> [DIRECTIONS]
**A.** In the text on the immune response to SARS-CoV-2, which three pathways do the released interferons and IL-1 activate to counter virus infection?
**B.** Please say whether each statement agrees with the text on the immune response to SARS-CoV-2. Answer yes or no for each, quoting the deciding words of the text. (i) The analysis found a significant correlation between neutrophils and duration of hospital stay. (ii) Lymphocytes in the study were measured in the peripheral blood rather than the alveolar fluid. (iii) Lymphopenia was observed especially in the non-severe group.
**C.** Continue the text on the immune response to SARS-CoV-2 from where it stops.

> [TEXT SHOWN]
SARS-CoV-2 enters the epithelial cells of the respiratory tract mucosal surface via ACE2. Infected epithelial cells release types I and III interferon and IL-1, which in turn activate three pathways that counter virus infection: autophagy, innate immunity, and adaptive immunity [14]. Myeloid lineage and NK cells are major effector cells in the innate immune system, while T and B lymphocytes function in adaptive immunity. Our analysis of peripheral leukocytes revealed that leukocyte numbers remained in the normal range, although the value was relatively high in the severe group (7.19 × 109/L, IQR 5.15–12.1 × 109/L) compared with the non-severe group (5.66 × 109/L, IQR 4–7.36 × 109/L), consistent with recently published data [1]. Innate immunity is the primary barrier when virus invades the human body, with neutrophils as the first responders to cytokines and chemokines released by the infected epithelial cells [15]. In the early stage of SARS-CoV-2 infection, neutrophils are involved in the immune response against the virus and the presence of higher levels of invading virus requires the production of more of this type of cell. Therefore, we suspected the increased level of neutrophils in COVID-19 patients, especially in the patients of the severe group. The increased neutrophils may be attributable to high virus loads and associated with the severity of disease. We analyzed the correlation between neutrophils and duration of hospital stay, but found no significant correlation between them. We speculate that lymphocytes played more important role than neutrophils in determining the severity of COVID-19.

Lymphopenia was observed in COVID-19 patients, especially in the patients of the severe group (Fig. 1c, Table 2). The mechanism of lymphocyte reduction in severe patients remains unclear. We conclude possible explanations for lymphocyte reduction as follows: (1) Lymphocyte migration—T cells are activated by virus infection and migrate to the infected location. For SARS-CoV-2, the respiratory tract, particularly the lung, is the main viral infection site. Activated CD8+ T cells migrate to the lung, where they recognize and kill the infected cells directly [16]. In our experiments, lymphocytes were detected in the peripheral blood, rather than the alveolar fluid. Analysis of lymphocytes from both sites should provide more informative data. (2) Lymphocyte depletion—If the first explanation is found not to be the case, it is possible that SARS-CoV-2-infected patients may have lymphocyte depletion. More severe disease would likely be associated with more serious depletion. Such depletion could be caused by excessive lymphocyte activity, due to virus infection or immune dysregulation. (3) Bone marrow suppression may also be the case.

Dataset excerpts
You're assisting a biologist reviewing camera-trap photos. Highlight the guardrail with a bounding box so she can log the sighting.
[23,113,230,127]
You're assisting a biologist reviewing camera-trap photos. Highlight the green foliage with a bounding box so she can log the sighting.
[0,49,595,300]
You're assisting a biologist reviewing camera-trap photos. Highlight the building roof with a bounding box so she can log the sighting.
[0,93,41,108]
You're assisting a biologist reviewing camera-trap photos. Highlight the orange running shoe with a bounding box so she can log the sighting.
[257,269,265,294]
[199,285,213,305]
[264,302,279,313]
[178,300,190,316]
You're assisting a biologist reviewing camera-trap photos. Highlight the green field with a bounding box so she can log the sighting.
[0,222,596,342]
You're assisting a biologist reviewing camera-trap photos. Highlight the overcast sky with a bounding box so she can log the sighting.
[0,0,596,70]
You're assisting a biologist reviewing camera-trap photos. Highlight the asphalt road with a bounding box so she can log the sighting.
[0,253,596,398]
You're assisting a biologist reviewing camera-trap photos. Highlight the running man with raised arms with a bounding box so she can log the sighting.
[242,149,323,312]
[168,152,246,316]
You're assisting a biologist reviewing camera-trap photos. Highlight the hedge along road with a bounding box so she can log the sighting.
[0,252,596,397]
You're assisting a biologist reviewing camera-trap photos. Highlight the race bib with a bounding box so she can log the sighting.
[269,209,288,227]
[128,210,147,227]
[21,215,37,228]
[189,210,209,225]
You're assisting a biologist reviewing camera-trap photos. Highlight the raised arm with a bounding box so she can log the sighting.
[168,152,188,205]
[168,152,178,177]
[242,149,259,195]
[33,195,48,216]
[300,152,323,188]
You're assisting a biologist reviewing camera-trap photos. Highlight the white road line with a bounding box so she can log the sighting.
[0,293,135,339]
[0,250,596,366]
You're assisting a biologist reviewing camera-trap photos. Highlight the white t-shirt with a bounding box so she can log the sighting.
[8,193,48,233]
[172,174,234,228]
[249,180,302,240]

> [ANSWERS GIVEN]
**A.** Autophagy, innate immunity, and adaptive immunity.

**B.**
(i) No: "found no significant correlation between them."
(ii) Yes: "lymphocytes were detected in the peripheral blood, rather than the alveolar fluid."
(iii) No: "especially in the patients of the severe group"

**C.**
In this study, we found IL-2R, IL-6, and IL-8 levels were increased in the severe group (Fig. 1m–q). High levels of IL-2R, lL-6, and IL-8 are common in patients with severe symptoms, which may be associated with “cytokine storm syndrome” (CSS). CSS is characterized by systemic inflammation, ferritinemia, hemodynamic instability, and multiple organ failure, and is caused by an uncontrolled immune response. Overactivation of immune responses causes sustained activation of lymphocytes and macrophages, which secrete numerous cytokines, leading to cytokine storm. Patients with severe symptoms have a high risk of CSS, due to high levels of cytokines, particularly IL-6, which are significantly different between the non-severe group and severe group. But we did not detect the significant correlation between IL-6 with length of hospital stay which may be due to limited case numbers. Still, IL-6 levels may be potential biomarkers that predict the progress of infection and inform the treatment decisions of physicians.

In summary, patients with COVID-19 severe symptoms have longer duration of hospital stay period and lymphopenia. Severity of COVID-19 is negatively correlated with lymphocyte number. Lymphocyte number may serve as prediction markers for disease prognosis. Further detailed test and patient follow-up are needed to clarify the immune characteristics of SARS-CoV-2 infection.